Task objective: Return the records exactly as they are.
##### Records for processing #####
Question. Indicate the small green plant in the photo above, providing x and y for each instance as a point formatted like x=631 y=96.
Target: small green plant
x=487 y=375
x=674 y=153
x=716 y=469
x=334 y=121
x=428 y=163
#####
Answer to the exercise:
Question. Indicate the small green plant in the photo above, providing x and y for each instance as a point formatted like x=631 y=96.
Target: small green plant
x=487 y=375
x=674 y=153
x=716 y=469
x=334 y=121
x=428 y=163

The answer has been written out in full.